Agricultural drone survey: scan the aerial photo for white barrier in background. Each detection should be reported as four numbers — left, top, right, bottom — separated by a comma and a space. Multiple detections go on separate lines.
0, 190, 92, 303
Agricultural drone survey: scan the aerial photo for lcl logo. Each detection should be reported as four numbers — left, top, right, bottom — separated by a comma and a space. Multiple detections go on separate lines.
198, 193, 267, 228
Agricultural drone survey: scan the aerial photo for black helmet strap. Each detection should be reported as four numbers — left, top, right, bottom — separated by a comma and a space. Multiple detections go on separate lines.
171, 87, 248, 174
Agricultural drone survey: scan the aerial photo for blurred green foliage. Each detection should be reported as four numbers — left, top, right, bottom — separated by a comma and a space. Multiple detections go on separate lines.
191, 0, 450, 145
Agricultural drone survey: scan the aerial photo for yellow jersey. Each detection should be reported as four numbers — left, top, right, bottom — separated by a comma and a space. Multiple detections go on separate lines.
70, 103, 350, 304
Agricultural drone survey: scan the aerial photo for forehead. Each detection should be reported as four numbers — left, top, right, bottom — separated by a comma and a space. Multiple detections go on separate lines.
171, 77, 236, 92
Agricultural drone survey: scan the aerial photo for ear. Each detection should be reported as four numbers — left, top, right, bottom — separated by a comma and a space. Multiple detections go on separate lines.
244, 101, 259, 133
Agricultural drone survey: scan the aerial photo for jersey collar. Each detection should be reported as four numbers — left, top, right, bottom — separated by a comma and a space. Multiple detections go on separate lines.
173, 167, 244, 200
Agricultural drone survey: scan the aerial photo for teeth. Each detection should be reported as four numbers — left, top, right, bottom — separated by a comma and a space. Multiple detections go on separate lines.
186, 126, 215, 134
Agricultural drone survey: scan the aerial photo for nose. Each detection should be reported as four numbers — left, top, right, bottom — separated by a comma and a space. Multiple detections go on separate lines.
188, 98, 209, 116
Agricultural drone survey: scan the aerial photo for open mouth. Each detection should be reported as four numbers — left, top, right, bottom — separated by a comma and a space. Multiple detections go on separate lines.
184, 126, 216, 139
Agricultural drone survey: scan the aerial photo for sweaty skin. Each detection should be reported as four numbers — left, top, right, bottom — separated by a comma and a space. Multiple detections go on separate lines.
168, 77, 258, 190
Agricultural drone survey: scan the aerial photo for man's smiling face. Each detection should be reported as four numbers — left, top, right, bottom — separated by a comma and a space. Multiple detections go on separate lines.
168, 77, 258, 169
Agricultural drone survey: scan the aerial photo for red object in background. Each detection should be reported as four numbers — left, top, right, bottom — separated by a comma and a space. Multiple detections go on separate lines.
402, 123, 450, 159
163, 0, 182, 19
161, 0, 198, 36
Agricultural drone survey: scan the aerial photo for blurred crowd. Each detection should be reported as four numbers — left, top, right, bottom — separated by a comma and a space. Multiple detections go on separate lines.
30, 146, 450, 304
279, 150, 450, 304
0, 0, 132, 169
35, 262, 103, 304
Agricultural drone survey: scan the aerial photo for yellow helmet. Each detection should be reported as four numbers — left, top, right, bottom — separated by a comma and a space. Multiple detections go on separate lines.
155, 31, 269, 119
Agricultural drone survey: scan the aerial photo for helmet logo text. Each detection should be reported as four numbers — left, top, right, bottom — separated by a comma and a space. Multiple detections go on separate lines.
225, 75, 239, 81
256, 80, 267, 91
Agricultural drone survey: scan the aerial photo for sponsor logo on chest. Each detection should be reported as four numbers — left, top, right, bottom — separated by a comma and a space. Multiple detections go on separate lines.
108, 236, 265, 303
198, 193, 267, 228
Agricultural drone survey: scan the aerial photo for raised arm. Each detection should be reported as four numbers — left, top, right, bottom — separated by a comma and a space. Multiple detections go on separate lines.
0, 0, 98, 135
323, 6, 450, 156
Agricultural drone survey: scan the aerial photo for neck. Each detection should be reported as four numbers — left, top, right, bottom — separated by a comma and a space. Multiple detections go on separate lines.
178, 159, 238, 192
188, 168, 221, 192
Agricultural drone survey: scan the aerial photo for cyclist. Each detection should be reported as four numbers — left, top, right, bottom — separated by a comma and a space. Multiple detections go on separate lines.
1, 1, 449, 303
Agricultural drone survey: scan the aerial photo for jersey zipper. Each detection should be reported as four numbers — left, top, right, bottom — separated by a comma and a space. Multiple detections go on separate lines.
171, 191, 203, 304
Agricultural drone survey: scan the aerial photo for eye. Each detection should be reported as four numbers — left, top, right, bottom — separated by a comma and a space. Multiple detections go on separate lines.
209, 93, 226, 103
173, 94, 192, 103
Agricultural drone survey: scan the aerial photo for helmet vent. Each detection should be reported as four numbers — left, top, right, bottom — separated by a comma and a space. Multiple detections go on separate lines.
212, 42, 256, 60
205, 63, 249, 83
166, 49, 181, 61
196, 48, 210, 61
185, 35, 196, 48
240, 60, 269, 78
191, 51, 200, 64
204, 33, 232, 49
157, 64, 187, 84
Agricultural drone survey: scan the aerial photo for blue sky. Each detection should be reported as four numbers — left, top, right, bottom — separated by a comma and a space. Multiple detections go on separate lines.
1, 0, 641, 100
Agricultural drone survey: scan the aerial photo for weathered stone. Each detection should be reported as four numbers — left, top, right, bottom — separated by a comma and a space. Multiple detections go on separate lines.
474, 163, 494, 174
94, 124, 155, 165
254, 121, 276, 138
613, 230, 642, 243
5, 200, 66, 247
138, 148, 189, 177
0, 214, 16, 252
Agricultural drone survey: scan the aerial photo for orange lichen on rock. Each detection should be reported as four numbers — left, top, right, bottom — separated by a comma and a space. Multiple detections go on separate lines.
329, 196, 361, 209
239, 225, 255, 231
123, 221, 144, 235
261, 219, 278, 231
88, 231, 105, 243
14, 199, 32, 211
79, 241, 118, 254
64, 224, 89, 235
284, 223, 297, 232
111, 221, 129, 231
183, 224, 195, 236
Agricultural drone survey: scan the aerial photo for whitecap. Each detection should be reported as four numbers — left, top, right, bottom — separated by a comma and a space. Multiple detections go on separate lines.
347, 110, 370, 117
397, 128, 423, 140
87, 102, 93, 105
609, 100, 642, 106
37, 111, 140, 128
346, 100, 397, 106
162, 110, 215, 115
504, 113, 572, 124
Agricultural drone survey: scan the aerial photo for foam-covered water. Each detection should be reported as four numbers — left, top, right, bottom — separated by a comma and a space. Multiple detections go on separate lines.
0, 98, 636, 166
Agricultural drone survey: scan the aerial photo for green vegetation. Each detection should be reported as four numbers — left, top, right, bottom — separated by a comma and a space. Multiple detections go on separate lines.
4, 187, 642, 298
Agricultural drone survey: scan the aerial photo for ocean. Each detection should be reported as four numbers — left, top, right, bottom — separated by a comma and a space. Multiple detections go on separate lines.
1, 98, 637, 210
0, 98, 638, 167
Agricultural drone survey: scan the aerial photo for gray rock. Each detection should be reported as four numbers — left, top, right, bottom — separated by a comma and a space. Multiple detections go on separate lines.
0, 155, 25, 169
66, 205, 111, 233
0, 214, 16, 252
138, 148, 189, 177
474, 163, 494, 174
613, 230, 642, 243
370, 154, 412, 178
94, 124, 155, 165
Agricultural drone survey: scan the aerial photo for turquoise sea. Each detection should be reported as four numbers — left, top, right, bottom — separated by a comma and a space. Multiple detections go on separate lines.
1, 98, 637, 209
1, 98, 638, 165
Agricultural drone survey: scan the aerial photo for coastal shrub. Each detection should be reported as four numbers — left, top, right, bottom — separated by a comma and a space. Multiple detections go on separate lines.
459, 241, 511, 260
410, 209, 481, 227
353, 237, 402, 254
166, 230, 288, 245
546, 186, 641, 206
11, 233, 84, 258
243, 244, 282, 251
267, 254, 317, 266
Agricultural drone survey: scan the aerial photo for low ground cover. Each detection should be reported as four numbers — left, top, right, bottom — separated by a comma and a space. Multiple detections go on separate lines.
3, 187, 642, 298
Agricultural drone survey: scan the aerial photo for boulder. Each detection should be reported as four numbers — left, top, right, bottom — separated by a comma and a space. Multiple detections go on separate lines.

--*--

[Your objective] Print exactly the stretch of lines beginning with the one that holds "Agricultural drone survey: scan the aerial photo for coastal" and ending at the last line above.

[Solved exercise]
Agricultural drone survey: scan the aerial photo for coastal shrub. Each detection should be reported as four numbers — left, top, right, bottom — separated by a comma and a space. Multiple detections go on separate lines.
459, 241, 511, 260
410, 209, 481, 227
353, 237, 402, 254
166, 230, 288, 245
546, 186, 641, 206
11, 233, 84, 258
243, 244, 282, 251
267, 254, 317, 266
Agricultural drone survey: scan the aerial photo for low ground cover. Each detection should be reported as four numbers — left, top, right, bottom — separated by a comma and a space. Multiple detections go on separate lines.
3, 187, 642, 298
Agricultural drone survey: scan the aerial photo for boulder. Each detection should be reported as four numbers — left, top, right, bottom — separated by a comma and a space. Multiple detections go on separate lines.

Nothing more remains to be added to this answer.